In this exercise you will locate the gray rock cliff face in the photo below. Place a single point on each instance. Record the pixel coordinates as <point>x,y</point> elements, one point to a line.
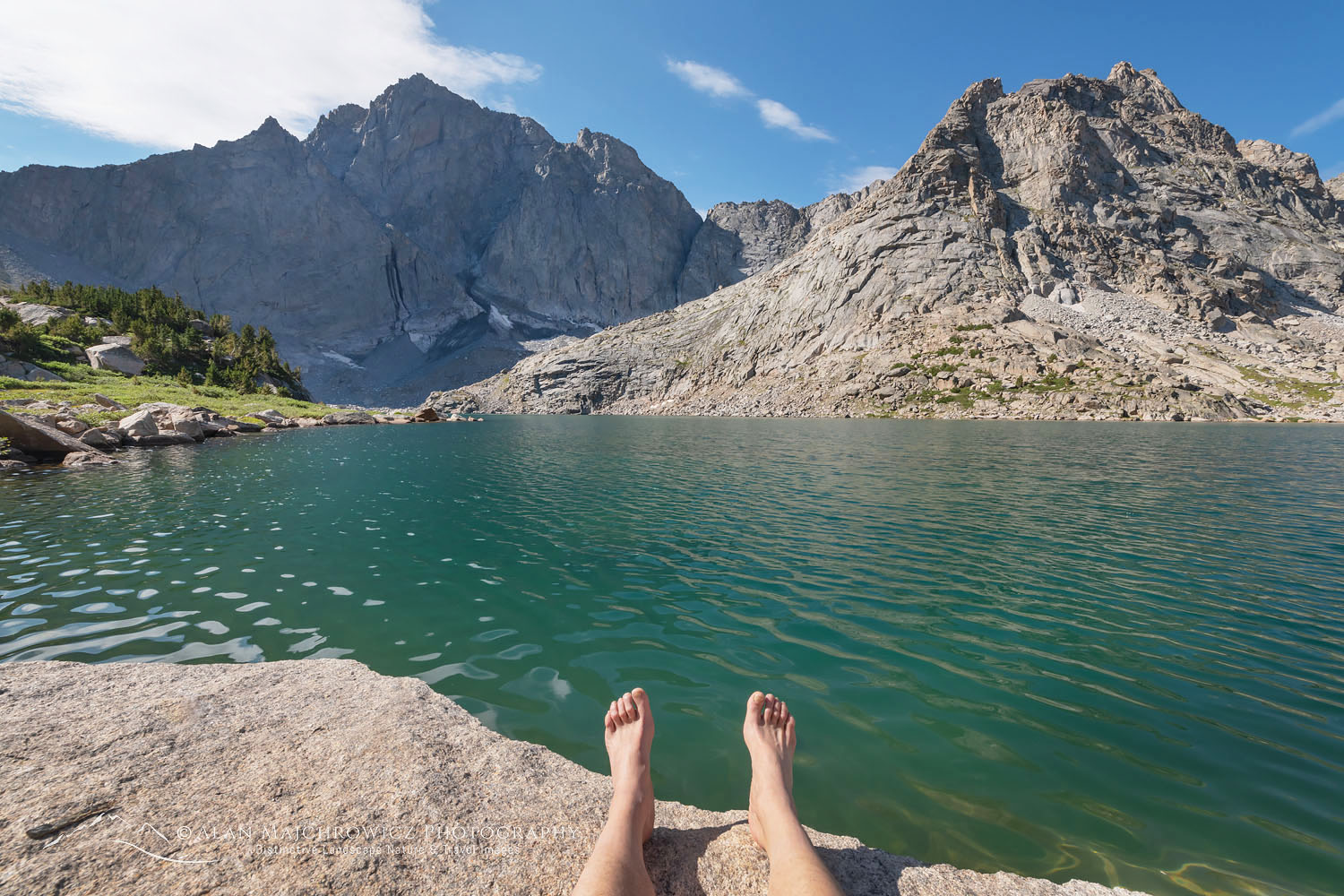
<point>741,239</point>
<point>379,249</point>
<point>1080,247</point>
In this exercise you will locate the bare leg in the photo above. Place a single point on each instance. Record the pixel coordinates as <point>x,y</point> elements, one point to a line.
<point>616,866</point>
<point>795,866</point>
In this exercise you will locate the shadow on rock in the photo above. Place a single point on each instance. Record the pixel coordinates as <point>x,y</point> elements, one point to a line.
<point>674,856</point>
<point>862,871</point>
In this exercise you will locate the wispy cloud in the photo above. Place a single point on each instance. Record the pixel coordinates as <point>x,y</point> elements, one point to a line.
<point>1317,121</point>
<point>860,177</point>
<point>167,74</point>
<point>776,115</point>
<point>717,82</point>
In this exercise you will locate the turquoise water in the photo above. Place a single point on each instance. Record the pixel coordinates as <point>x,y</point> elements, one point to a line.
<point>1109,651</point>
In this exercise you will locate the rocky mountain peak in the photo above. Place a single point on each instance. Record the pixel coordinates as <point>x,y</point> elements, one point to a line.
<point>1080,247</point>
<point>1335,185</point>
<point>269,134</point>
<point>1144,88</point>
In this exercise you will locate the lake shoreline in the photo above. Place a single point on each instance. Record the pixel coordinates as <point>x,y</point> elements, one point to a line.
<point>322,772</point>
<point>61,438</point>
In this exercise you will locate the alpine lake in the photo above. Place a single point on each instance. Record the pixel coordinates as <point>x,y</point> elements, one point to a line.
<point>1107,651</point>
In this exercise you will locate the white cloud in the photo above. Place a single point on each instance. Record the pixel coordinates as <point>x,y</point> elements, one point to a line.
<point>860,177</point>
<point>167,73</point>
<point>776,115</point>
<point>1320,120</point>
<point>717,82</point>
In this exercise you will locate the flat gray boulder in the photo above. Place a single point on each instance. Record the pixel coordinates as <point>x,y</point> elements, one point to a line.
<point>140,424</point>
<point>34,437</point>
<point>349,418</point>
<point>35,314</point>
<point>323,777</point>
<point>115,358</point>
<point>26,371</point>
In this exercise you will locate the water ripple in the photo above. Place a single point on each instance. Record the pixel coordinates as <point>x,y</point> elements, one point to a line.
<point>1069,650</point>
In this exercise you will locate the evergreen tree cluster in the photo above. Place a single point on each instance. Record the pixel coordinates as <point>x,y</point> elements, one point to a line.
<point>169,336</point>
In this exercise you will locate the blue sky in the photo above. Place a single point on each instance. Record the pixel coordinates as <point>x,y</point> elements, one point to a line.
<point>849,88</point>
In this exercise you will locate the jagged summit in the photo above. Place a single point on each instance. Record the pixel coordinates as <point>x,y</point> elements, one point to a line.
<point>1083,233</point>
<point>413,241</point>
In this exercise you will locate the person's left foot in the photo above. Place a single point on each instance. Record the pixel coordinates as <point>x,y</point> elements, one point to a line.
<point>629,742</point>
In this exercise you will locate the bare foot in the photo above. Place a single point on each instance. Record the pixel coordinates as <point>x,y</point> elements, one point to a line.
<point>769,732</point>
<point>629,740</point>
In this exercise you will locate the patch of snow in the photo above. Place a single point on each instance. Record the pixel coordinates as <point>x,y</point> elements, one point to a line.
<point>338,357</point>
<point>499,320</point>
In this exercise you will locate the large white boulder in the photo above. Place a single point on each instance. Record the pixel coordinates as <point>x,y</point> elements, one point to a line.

■ **Stated task**:
Starting at the line that contains "In this exercise you will locate the patch" and ending at the end of the records, format each line as one string in a JSON list, leaving out blank lines.

■ **Finished answer**:
[
  "In this exercise you will locate the patch of snow in the photo above. Place a single point on each instance. Record the pixel coordinates as <point>x,y</point> elements, one point to a line.",
  "<point>338,357</point>",
  "<point>499,320</point>",
  "In this exercise you will locate the large white boulder in the photo above. Place a single point on each instance. Record the pixel coordinates as <point>x,y</point> elements, one point to a line."
]